● **What is asked**: Convert the lines below into a numbered list, skipping any blank lines.

Collection entries
======
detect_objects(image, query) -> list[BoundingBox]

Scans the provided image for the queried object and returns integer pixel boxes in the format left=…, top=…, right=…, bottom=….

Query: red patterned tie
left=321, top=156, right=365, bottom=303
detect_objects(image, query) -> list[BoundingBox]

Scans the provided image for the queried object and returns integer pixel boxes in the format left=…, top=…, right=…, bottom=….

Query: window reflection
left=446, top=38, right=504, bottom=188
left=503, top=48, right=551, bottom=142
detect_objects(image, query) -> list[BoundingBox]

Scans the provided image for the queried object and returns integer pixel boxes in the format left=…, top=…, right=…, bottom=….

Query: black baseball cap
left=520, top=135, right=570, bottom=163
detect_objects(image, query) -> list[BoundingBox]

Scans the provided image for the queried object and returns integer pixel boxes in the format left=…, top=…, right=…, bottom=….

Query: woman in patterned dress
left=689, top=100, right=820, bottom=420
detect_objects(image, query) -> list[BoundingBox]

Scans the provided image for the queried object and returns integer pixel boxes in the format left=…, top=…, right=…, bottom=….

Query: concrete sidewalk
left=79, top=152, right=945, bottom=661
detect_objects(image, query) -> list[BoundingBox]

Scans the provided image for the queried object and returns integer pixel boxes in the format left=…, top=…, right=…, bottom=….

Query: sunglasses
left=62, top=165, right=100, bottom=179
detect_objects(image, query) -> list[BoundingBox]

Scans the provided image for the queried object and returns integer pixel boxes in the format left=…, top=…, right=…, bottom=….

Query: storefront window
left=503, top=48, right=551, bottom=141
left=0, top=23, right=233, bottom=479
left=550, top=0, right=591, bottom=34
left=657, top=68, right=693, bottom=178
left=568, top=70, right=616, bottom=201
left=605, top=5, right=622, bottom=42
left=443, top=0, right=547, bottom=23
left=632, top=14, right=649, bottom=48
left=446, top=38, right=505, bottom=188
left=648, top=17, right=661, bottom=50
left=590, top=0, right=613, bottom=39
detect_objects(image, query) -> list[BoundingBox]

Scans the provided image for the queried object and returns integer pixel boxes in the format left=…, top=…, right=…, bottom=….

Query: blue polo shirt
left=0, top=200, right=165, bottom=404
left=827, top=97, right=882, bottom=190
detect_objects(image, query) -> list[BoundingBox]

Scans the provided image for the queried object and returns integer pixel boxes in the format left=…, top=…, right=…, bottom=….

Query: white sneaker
======
● **Answer for this exercise**:
1. detect_objects(image, query) -> list[BoundingBox]
2. Scans the provided image for the queried object and returns integer pixel boxes in the format left=…, top=…, right=…, bottom=….
3. Query: red patterned tie
4. left=321, top=156, right=365, bottom=303
5. detect_objects(image, query) -> list[BoundingBox]
6. Scans the provided image for the queried object and returns integer pixel boxes in the format left=…, top=…, right=…, bottom=….
7. Query: window reflection
8. left=446, top=38, right=504, bottom=188
9. left=503, top=48, right=551, bottom=142
10. detect_objects(image, query) -> list[BoundingBox]
11. Scans the provided image for the queried object and returns integer pixel boxes in the format left=…, top=…, right=…, bottom=….
12. Query: black baseball cap
13. left=520, top=135, right=570, bottom=163
14. detect_objects(image, query) -> list[BoundingBox]
15. Scans the provided image for the queried object and returns integer pixel boxes in the format left=…, top=…, right=…, bottom=….
16. Query: woman in patterned dress
17. left=689, top=100, right=820, bottom=420
18. detect_objects(image, query) -> list[BoundingBox]
19. Scans the provided image for the queried object and returns integer pixel boxes in the format left=…, top=…, right=…, bottom=….
20. Query: concrete sidewalk
21. left=79, top=152, right=945, bottom=661
22. detect_objects(image, query) -> list[BoundingBox]
23. Scans the provided image for the queried object and returns integer pixel boxes in the format left=…, top=…, right=…, bottom=….
24. Query: sunglasses
25. left=62, top=165, right=100, bottom=179
26. detect_objects(image, query) -> list[BoundingBox]
27. Scans the provided image for the queried object and returns integer pixel boxes in the format left=…, top=…, right=…, bottom=….
28. Query: storefront window
29. left=503, top=48, right=551, bottom=141
30. left=0, top=23, right=233, bottom=479
31. left=550, top=0, right=591, bottom=34
32. left=657, top=68, right=693, bottom=178
33. left=568, top=70, right=616, bottom=201
34. left=605, top=5, right=622, bottom=42
35. left=443, top=0, right=547, bottom=23
36. left=632, top=14, right=649, bottom=48
37. left=446, top=38, right=505, bottom=188
38. left=648, top=17, right=661, bottom=50
39. left=590, top=0, right=613, bottom=39
40. detect_objects(image, query) -> list[BoundingBox]
41. Scans the provided image for the queried object and returns integer pixel boxes in the format left=…, top=…, right=…, bottom=….
42. Query: blue polo shirt
43. left=0, top=200, right=165, bottom=404
44. left=827, top=97, right=882, bottom=190
45. detect_objects(image, query) -> list[BoundingBox]
46. Scans the provided image for the queried object and returns integer pixel boxes in the format left=…, top=…, right=…, bottom=….
47. Query: white sneaker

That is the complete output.